▶ [TAREFAS PROPOSTAS]:
a. Repita, sem alterar nada, o trecho do texto sobre o evento da transição energética que se inicia com as palavras "Brasil em foco" e se encerra com "transmitido no Youtube.".
b. Dê continuidade ao texto sobre o debate da transição energética no Brasil a partir do ponto em que ele termina.

▶ [TEXTO EXTRAÍDO]:
Brasil em foco na transição energética: especialistas destacam protagonismo do país e desafios para zerar emissões
Agnes da Costa, diretora da Aneel, durante palestra no evento 'Diálogos da Transição 2025'. Foto: Juliana Rezende / Agência Eixos
A Memória da Eletricidade marcou presença no evento “Diálogos da Transição 2025”, promovido pela agência eixos e pela Firjan, que reuniu executivos, autoridades e especialistas do setor de energia para debater os caminhos da descarbonização no Brasil e destacar onde o país está nos termos da transição energética. Tanto representantes do ramo de óleo e gás quanto do setor elétrico estiveram presentes no debate, que ocorreu no fim de outubro, na sede da Firjan, no Rio de Janeiro, e foi transmitido no Youtube.
Entre os principais representantes do setor elétrico, estavam: Agnes da Costa, diretora da Agência Nacional de Energia Elétrica (Aneel); Paulo Luciano de Carvalho, superintendente de Inovação e Transição Energética da Aneel; Carla Achão, superintendente de Estudos Econômicos e Energéticos da EPE; Graciela Brighenti Campos Mendes, engenheira especialista da Light Energia; e Antônio Müller, primeiro vice-presidente da Associação Brasileira de Energia Nuclear.
Já da indústria de petróleo e gás, participaram: Renato Dutra, secretário nacional de Petróleo, Gás Natural e Biocombustíveis do Ministério de Minas e Energia; Wagner Victer, gerente executivo de Programas Estruturantes da Petrobras; Paulo Marinho, gerente de P&D da Petrobras; Marcello Weydt, diretor do Departamento de Gás do MME; e Alvaro Tupiassu, gerente executivo de gás e energia da Petrobras.

Entradas do conjunto de dados:

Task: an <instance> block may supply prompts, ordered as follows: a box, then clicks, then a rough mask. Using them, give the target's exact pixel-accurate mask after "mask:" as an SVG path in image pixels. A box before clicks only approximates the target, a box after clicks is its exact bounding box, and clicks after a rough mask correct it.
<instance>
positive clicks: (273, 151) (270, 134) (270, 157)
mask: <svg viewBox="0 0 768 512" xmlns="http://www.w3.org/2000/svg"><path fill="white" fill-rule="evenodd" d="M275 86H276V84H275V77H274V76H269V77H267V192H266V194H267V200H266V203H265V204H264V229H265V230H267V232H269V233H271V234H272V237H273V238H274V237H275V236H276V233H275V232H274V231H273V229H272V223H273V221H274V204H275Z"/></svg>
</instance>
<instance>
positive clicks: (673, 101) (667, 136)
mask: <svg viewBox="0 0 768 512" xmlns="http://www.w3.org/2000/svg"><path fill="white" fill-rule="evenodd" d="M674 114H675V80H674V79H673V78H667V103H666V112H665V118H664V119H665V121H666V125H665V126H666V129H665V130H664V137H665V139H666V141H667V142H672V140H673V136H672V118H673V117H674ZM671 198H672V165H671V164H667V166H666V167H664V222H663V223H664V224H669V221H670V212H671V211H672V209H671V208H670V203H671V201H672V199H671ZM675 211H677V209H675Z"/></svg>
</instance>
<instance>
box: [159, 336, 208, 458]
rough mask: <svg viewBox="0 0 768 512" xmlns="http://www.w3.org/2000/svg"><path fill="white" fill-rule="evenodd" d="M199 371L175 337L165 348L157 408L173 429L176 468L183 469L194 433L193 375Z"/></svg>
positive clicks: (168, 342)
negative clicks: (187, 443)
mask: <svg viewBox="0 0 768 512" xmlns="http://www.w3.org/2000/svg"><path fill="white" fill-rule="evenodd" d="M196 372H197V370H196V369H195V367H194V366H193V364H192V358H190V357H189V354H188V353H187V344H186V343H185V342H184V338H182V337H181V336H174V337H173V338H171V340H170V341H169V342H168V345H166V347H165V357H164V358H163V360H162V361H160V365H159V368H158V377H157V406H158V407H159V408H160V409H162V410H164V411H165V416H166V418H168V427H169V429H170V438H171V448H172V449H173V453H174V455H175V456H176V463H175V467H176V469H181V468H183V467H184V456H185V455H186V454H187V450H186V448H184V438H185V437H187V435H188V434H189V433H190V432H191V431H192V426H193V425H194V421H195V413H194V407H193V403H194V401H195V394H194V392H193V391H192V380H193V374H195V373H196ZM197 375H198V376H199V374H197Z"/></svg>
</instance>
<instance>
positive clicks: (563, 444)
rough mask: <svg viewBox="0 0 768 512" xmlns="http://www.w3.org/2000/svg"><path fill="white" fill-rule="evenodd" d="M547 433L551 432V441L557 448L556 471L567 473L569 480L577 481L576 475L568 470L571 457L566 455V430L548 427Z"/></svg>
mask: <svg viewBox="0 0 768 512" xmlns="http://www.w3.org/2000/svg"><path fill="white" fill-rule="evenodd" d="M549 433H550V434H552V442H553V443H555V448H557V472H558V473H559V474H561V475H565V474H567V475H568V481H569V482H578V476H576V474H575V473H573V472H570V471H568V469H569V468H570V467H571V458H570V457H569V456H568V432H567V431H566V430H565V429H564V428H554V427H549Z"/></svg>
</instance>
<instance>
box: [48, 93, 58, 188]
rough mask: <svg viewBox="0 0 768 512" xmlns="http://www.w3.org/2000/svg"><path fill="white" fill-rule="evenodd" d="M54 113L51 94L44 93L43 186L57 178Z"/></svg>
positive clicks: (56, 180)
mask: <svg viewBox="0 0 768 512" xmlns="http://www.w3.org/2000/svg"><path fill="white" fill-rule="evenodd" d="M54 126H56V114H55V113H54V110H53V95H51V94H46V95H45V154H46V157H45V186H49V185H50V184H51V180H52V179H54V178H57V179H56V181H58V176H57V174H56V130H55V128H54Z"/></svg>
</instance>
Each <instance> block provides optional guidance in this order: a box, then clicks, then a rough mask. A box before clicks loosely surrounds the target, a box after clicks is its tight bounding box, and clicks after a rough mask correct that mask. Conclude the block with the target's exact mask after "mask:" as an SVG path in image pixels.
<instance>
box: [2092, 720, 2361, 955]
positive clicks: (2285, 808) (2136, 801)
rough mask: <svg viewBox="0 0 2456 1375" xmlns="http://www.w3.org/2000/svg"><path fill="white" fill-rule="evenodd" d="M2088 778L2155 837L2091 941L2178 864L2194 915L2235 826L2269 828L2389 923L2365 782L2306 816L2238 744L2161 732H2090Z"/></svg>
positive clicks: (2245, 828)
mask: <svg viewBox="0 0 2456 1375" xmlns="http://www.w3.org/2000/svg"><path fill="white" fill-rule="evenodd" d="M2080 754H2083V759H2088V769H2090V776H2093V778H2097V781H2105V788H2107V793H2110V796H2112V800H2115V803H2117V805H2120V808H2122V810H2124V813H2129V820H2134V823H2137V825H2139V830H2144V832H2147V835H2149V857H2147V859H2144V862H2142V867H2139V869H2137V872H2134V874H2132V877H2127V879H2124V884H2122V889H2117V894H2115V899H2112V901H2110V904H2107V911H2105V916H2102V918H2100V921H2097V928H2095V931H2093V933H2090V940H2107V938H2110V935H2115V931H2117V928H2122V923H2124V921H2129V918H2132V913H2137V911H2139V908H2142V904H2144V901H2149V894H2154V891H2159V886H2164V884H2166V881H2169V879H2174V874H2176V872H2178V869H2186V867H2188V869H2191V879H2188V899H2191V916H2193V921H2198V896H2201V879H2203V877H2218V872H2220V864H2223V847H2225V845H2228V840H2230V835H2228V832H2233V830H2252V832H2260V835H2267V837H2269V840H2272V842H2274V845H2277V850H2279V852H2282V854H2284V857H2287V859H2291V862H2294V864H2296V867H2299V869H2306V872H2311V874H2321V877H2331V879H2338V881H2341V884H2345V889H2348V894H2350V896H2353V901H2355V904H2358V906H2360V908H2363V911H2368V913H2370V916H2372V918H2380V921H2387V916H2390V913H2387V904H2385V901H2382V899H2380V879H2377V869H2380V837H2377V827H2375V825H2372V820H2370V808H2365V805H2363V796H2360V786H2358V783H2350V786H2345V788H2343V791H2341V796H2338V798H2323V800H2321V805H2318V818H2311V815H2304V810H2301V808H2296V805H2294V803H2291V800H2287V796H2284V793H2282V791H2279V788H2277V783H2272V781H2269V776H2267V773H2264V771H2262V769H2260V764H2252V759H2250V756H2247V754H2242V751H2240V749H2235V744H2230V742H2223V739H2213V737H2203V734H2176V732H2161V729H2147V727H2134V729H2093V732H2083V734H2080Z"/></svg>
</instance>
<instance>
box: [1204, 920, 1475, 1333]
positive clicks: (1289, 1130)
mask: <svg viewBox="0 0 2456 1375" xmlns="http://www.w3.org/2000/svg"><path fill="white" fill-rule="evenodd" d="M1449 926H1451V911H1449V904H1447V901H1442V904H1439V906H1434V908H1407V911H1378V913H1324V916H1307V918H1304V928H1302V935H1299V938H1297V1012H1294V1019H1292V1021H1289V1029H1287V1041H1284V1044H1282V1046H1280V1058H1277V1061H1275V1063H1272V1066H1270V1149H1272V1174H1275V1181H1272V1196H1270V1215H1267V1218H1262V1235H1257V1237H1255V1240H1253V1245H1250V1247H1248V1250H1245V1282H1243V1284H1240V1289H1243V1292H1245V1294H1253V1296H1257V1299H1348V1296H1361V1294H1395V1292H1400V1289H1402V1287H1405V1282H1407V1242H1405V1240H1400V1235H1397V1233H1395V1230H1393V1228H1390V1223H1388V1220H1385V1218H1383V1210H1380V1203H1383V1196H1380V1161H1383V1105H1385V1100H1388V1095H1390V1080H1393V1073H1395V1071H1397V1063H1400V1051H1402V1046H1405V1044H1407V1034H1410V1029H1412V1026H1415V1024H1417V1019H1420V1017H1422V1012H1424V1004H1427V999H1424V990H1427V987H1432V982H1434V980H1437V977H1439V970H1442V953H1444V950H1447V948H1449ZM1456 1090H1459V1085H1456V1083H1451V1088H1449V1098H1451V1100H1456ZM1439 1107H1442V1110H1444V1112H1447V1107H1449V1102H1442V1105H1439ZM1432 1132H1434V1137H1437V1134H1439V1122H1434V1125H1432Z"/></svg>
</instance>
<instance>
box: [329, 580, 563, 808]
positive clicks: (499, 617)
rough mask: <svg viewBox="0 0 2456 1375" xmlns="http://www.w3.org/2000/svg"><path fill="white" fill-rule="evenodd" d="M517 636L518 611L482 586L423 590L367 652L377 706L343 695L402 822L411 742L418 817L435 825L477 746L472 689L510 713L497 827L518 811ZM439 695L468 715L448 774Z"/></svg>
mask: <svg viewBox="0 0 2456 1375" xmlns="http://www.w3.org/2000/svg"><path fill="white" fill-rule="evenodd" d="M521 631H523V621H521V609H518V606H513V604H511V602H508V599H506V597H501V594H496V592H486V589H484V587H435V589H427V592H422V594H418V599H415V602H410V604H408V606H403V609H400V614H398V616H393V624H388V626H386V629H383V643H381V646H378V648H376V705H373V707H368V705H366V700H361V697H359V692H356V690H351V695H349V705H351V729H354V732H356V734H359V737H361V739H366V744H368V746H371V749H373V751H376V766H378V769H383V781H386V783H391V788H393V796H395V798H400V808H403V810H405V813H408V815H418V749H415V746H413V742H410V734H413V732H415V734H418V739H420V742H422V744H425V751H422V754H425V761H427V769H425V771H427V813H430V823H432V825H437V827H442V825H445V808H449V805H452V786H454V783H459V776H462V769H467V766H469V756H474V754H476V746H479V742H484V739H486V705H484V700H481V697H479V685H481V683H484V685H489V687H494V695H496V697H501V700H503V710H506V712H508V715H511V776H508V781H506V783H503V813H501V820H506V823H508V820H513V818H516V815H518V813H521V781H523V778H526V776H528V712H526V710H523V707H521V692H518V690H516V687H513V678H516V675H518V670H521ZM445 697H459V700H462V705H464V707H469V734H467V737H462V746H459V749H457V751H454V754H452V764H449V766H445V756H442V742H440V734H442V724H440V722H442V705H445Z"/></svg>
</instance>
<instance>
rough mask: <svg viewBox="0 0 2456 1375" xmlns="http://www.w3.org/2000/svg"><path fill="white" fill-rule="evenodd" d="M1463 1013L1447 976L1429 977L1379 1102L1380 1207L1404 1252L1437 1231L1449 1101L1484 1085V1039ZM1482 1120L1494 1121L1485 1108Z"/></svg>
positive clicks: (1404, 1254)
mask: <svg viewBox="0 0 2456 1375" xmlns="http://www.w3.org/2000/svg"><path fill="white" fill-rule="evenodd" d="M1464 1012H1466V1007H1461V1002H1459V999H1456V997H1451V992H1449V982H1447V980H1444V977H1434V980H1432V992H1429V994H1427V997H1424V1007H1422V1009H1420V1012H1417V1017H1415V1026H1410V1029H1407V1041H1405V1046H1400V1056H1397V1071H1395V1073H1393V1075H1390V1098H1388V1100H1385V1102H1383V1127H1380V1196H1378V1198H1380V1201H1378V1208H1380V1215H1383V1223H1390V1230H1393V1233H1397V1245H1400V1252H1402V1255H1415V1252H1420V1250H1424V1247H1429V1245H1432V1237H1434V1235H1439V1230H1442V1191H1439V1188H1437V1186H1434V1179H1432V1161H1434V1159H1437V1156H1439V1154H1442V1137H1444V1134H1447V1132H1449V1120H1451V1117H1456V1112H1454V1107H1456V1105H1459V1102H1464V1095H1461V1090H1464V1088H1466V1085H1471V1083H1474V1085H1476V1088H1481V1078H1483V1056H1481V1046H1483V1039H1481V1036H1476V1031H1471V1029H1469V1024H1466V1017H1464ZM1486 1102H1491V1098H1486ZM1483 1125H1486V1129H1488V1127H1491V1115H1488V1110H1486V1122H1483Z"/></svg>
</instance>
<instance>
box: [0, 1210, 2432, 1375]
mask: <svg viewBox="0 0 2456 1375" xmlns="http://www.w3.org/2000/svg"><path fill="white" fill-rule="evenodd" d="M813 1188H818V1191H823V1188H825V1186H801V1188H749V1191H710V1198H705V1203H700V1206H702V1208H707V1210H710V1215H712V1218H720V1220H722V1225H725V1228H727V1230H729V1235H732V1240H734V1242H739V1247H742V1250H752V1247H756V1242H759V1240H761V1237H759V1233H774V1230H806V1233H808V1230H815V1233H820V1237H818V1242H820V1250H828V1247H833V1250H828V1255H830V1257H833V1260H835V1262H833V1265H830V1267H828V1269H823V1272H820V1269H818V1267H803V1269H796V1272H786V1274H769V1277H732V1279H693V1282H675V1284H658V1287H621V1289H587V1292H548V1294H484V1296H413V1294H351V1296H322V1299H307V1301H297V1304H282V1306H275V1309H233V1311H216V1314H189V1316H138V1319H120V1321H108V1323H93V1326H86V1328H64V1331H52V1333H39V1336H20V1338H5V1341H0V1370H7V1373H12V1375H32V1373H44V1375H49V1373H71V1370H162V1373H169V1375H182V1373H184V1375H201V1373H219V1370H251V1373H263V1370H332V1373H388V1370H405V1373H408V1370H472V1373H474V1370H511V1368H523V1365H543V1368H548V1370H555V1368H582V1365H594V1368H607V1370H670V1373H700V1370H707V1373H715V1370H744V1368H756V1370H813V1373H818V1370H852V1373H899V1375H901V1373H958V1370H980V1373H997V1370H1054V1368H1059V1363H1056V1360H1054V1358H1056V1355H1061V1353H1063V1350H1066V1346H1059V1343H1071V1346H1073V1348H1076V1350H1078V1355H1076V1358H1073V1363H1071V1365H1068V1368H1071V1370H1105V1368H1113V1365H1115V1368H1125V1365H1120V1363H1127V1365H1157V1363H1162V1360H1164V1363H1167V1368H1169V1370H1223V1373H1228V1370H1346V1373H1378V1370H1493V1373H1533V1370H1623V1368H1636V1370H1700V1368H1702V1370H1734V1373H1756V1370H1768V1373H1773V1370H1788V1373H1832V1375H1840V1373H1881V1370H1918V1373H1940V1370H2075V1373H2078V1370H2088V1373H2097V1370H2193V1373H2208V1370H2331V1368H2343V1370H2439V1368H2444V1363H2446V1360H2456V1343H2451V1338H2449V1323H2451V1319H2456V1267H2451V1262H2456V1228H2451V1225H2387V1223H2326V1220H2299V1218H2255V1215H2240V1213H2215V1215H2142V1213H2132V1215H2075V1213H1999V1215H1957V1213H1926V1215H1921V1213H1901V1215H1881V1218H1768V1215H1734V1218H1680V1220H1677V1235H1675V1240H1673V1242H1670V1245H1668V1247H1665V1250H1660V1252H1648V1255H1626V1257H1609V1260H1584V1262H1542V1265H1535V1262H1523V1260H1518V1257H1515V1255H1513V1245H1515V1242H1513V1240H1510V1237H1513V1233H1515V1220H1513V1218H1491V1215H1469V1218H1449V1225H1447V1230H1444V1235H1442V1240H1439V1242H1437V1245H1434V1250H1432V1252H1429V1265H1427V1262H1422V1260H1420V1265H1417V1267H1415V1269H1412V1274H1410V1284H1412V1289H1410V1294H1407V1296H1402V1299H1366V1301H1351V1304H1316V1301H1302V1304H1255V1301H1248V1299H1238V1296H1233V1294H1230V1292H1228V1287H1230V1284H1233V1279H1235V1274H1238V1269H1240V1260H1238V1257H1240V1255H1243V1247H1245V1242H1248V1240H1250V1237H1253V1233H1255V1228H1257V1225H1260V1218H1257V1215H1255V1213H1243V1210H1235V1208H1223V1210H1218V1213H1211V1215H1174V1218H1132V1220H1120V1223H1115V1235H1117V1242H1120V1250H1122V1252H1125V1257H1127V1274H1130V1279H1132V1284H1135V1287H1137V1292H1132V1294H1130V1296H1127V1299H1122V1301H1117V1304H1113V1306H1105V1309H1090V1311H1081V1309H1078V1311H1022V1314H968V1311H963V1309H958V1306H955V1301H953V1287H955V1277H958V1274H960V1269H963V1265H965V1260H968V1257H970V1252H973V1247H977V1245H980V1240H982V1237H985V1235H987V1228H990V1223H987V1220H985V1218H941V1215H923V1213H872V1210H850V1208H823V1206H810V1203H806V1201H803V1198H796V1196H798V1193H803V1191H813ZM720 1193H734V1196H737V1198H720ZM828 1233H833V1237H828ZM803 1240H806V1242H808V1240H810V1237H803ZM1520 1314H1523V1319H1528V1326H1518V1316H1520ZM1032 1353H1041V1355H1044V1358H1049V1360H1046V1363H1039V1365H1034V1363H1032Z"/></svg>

▶ [RESPOSTAS POR TAREFA]:
a.
Brasil em foco na transição energética: especialistas destacam protagonismo do país e desafios para zerar emissões
Agnes da Costa, diretora da Aneel, durante palestra no evento 'Diálogos da Transição 2025'. Foto: Juliana Rezende / Agência Eixos
A Memória da Eletricidade marcou presença no evento “Diálogos da Transição 2025”, promovido pela agência eixos e pela Firjan, que reuniu executivos, autoridades e especialistas do setor de energia para debater os caminhos da descarbonização no Brasil e destacar onde o país está nos termos da transição energética. Tanto representantes do ramo de óleo e gás quanto do setor elétrico estiveram presentes no debate, que ocorreu no fim de outubro, na sede da Firjan, no Rio de Janeiro, e foi transmitido no Youtube.

b.
O Brasil na Transição Energética
O Brasil é o terceiro maior produtor de energia renovável do mundo, atrás somente da China e dos Estados Unidos, e as fontes limpas já são mais de 70% da matriz elétrica do país, divididas entre usinas hidrelétricas — incluindo as Pequenas Centrais Hidrelétricas (PCH) e as Centrais Geradoras Hidrelétricas (CGH) —, eólicas e fotovoltaicas. Já toda a matriz energética brasileira, incluindo o setor de petróleo e gás, é composta por 50% de fontes renováveis.
Durante as falas, grande parte dos palestrantes ressaltaram como o Brasil está à frente do resto do mundo quando se trata de geração renovável. Em média, apenas 14% das fontes energéticas dos demais países são limpas. Também partiram do princípio de que a transição energética precisa ser justa, inclusiva e segura.
Preparamos um apanhado dos principais painéis do evento. Confira abaixo.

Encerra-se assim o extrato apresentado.